Investment Matters

The final week of Company Profit Reporting Season

This week marked the formal end to reporting season.  Three summaries of results released by companies in your Equity portfolio are provided below.

MMA Offshore

MMA Offshore delivered a result that was in line with expectations.  A turnaround in financial performance is evident, albeit it reflects the early stages of a market recovery.

EBITDA (earnings before interest, tax, depreciation and amortisation) increased 50.3% to $27.8m, and EBITDA margin improved from 9.2% (FY-18) to 11.6%.  This was driven by operational improvements, especially vessel utilisation which increased to 72% (68% in FY-18).

Net debt was in line with FY-18, but the sustainability of debt is increasing as earnings (EBITDA) increases.  Net debt totals 42% of net assets.  Further improving debt metrics remains a focus, but the company is comfortable with how this is progressing.

Looking to future periods, MMA Offshore indicated that it is starting to see rate increases in the more specialised vessel segments.  Along with more favourable utilisation trends - especially in larger and younger vessels (i.e. <10 years old, MMA Offshore average age = 6 years) - this bodes well for the future earnings outlook.

The company’s net tangible assets are $0.35 per share (as compared to a share price of $0.18). 

MMA Offshore

Paladin Energy

Paladin’s mines have been under care and maintenance (C&M) since August 2018.  As such the company did not produce any uranium over the period.

Revenue was derived from the sale of existing inventory and purchase of uranium on-market which was delivered according to existing commitments.

The company sold 742,000 pounds of uranium oxide (U3O8) over the period at an average sale price of US$28.96 per pound.

The net cash outflow over the period was approximately US$14m, of which an outflow of US$3.7m was attributable to C&M costs at Langer Heinrich, US$4.8m was attributable to C&M costs at Kayelekara and US$1.7m was attributable to the costs of the pre-feasibility study (which is readying the company for the optimisation and rapid restart of its mine).

The company’s balance of unrestricted cash at the end of the period was $25.4m.  This is added to proceeds from the recent sale of its less economic mine, Kayelekara (which will yield approximately US$9m net and reduce ongoing care and maintenance costs by approximately US$5m). 

Ongoing costs are anticipated (post-Kayelekara sale, including care and maintenance, corporate and exploration) to be approximately US$9m per annum.  As such the company has a considerable amount of runway and is well-positioned to benefit from a recovery in the price of uranium.



Aveo reported a significant decline in underlying profit from $127.3m to $50.1m.  However, it should be noted that if revenue for new developments had been reported on a settlement basis (as Aveo will do from FY-20 onwards), rather than delivery basis, the profit decline would have been significantly less.

**THINGS TO DO**.
1) According to the reporting-season summary, what percentage did MMA Offshore's vessel utilization reach?
2) Pick up the reporting-season summary after its last sentence on Aveo and carry it forward.

**RECORDED DATA**.

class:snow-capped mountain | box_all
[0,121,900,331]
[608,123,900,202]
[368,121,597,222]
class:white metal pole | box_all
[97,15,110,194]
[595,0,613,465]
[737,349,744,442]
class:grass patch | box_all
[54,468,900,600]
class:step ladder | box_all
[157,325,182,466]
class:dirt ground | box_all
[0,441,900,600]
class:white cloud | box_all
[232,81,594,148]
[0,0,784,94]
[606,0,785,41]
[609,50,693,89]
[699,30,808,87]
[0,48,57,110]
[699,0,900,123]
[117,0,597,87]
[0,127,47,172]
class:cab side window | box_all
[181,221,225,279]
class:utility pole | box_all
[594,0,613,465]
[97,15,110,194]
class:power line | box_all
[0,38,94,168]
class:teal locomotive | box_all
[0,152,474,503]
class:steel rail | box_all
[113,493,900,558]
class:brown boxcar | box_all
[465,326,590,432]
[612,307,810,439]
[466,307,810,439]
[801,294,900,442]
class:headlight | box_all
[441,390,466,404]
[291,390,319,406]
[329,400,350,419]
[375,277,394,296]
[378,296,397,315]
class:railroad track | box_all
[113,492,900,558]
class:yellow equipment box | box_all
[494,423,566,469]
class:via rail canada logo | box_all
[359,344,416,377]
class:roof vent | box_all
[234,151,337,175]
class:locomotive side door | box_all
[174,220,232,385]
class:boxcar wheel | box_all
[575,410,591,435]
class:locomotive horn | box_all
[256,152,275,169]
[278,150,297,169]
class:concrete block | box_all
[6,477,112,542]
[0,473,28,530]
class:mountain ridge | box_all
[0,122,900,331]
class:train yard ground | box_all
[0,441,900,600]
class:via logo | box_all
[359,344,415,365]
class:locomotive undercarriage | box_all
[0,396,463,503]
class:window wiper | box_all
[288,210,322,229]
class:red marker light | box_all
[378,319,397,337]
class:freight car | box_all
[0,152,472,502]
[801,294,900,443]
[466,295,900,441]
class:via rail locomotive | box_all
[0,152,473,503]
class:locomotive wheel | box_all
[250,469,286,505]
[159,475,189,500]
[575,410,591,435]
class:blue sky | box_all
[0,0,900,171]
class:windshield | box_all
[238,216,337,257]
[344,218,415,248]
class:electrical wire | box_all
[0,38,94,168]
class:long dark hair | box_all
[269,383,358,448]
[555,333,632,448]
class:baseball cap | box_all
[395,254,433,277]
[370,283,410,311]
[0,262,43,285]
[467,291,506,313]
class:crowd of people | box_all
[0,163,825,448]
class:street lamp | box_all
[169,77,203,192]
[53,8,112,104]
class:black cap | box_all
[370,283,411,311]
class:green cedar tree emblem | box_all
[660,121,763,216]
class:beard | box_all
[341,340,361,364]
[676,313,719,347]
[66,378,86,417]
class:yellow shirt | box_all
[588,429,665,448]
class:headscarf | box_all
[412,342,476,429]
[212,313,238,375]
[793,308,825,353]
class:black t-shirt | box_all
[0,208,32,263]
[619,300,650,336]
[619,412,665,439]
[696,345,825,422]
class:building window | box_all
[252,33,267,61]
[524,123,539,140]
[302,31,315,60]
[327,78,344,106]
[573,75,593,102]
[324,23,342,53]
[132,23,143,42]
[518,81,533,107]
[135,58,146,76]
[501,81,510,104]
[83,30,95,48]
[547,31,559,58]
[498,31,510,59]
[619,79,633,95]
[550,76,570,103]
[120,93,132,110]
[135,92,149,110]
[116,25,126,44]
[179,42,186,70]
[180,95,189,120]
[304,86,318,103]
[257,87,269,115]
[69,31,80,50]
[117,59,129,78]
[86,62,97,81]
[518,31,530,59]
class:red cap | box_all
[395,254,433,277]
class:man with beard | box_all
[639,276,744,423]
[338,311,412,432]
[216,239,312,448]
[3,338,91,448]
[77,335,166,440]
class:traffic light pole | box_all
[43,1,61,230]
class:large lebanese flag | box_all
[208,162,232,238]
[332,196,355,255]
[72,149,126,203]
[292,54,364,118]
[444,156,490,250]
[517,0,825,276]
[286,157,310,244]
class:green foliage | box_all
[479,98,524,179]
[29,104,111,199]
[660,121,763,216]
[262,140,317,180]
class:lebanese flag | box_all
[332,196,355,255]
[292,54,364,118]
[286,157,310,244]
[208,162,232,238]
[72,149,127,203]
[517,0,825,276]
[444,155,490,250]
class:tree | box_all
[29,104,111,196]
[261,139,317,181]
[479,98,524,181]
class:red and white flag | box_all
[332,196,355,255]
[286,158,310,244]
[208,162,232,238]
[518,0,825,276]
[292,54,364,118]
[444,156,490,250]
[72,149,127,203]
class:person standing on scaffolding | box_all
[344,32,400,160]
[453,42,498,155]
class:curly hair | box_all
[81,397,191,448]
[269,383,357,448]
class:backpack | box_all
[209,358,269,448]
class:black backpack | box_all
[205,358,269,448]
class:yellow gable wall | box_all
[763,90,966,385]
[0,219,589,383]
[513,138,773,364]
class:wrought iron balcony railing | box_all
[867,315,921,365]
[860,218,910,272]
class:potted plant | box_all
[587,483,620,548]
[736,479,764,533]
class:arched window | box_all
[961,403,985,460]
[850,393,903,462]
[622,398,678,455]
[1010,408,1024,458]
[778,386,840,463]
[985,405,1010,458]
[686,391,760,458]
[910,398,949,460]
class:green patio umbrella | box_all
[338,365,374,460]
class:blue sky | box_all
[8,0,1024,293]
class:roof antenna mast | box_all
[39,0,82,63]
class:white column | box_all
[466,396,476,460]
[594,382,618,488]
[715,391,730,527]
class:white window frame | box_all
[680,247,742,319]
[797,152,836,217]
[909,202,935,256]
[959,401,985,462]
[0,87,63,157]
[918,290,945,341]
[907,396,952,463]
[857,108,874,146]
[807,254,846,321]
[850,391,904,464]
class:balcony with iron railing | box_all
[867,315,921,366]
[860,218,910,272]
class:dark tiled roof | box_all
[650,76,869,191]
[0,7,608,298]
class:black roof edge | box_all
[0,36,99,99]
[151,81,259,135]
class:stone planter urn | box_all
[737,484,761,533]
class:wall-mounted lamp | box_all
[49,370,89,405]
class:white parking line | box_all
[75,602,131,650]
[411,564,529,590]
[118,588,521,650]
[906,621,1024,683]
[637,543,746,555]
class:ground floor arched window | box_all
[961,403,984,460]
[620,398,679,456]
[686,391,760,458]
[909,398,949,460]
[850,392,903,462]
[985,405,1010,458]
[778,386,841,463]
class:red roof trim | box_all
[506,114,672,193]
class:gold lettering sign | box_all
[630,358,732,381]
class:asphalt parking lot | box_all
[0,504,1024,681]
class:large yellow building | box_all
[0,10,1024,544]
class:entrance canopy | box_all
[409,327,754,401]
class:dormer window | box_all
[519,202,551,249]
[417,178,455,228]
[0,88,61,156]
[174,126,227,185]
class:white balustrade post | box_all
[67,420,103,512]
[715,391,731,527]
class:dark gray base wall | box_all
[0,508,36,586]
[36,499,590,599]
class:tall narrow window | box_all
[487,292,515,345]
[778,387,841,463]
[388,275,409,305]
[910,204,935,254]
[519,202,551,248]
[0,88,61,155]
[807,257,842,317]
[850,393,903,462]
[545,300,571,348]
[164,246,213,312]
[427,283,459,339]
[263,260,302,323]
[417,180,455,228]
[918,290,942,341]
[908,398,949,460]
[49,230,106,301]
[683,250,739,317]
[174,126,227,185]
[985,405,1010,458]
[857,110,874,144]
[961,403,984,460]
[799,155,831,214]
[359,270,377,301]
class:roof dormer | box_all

...

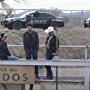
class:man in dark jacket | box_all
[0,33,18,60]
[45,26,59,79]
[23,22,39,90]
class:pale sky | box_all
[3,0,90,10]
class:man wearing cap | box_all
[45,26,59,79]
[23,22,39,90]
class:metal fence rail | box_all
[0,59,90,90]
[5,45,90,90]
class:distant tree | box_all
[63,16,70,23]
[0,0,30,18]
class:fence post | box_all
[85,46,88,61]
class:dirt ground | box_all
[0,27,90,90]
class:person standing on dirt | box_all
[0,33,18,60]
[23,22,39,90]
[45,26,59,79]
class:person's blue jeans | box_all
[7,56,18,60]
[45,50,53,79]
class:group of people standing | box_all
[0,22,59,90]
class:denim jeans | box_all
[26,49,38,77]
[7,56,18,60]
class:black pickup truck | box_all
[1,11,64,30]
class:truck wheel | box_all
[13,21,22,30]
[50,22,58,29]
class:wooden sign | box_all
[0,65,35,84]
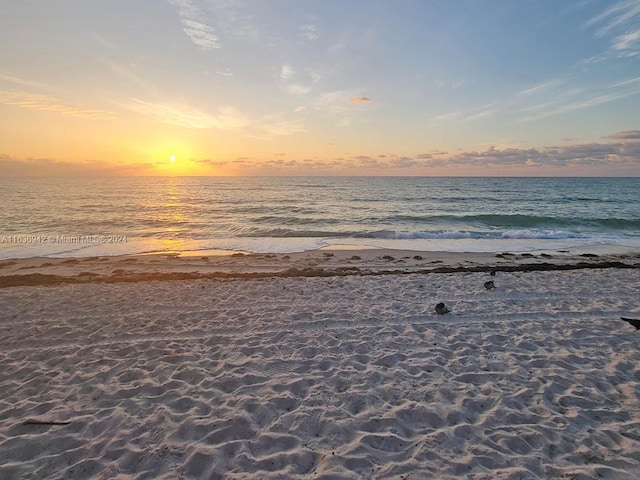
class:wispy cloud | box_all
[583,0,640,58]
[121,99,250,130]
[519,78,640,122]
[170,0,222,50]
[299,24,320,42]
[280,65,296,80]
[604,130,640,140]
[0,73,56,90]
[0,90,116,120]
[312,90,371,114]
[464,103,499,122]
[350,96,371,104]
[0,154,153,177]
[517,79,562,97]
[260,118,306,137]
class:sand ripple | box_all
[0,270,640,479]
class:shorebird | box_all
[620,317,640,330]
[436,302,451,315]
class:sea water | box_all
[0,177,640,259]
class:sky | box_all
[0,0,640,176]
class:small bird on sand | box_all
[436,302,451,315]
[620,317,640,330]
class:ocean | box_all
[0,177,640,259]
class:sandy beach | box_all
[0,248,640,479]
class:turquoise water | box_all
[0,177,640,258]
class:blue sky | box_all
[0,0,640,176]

**TASK RESPONSES**.
1) 72%, up from 68% in FY-18.

2)
Aveo development

Development division: After two year of significant development completions, Aveo now has a backlog (quantity 777) of development units to be sold.  Thus, it can stop development spending, and focus on selling and settling these units (and the associated cash inflow).  77 deposits were held at 30-Jun-19.  This is a good start to FY-20 earnings (for FY-19 17 deposits were held at the start of the year, and a total of 211 units were settled).  But there is a caution that settlements are taking longer time than historically (because of the residential property market conditions).

Minor developments division (units being refurbished and converted to Freedom model): Profit declined 43% to $15.9m, driven by lower units sold.  This division was also impacted by residential property market conditions.  Number of units for which deposits have been taken as at 30-Jun-19 was 11 (quantity 5 pcp).

Established Business division:  Revenue increased 3% to $168.5m, and earnings declined 21% to $46.5m vs $58.9m pcp (although this including absorbing $2.4m of additional village expenses and $5.1m additional marketing expenses).  Deposits on hand increased 125% yoy, to 125 at 30-Jun-19.

Overall, total retirement settlements declined 7% vs FY-18, and non-retirement settlements declined 55% - as the run down the non-retirement book (land lot sales) draws to a conclusion.

On more qualitative measures, Aveo has received positive satisfaction survey data from residents, and it is expanding home care services to all Aveo communities.

Net tangible assets declined to $3.50 per security ($3.92 pcp), due to a more conservative assumption on property price growth.  The statutory result was also impacted by this property revaluation.  The $3.50 NTA / security compares to the current takeover offer from Brookfield at $2.15 per security.